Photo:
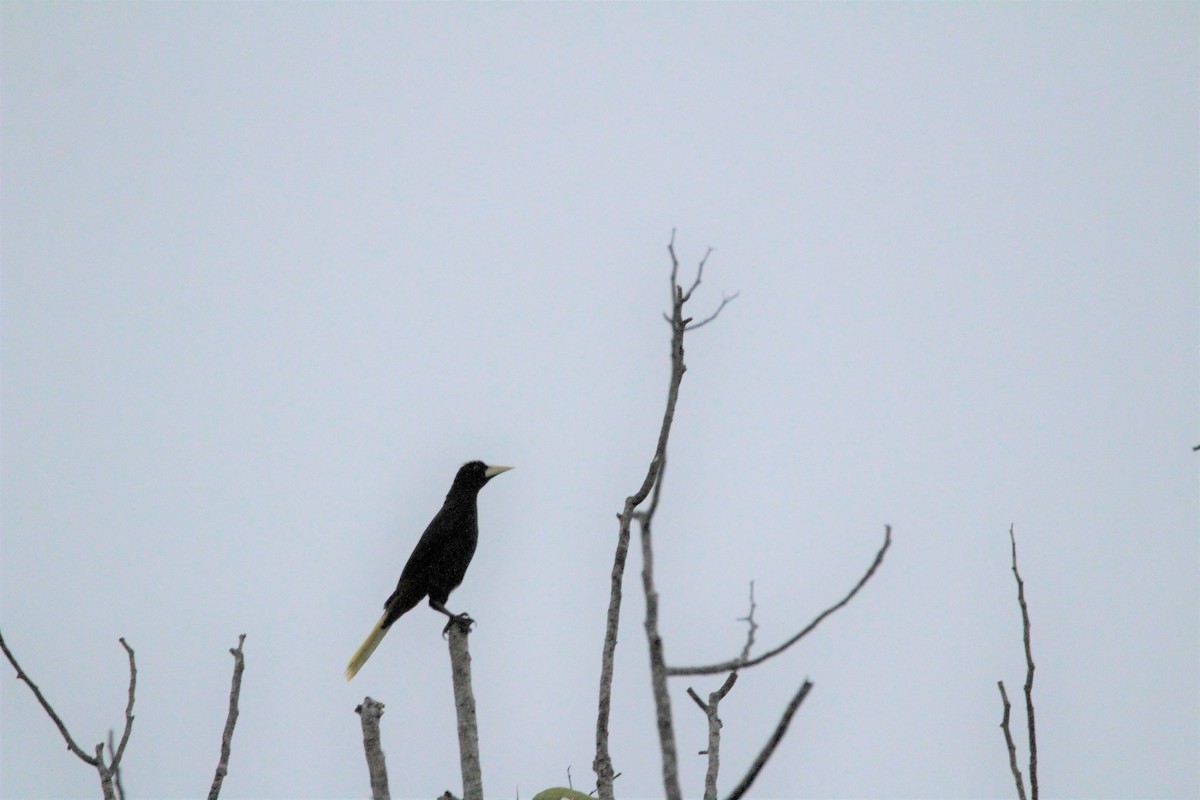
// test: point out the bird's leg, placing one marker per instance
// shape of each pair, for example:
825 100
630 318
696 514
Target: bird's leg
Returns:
462 619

--

> [Written problem]: Collect every line from the rows above that contains the string "bird".

> [Solution to this exercise]:
// test: point out the bird's leg, placing one marker per instance
Target: bird's leg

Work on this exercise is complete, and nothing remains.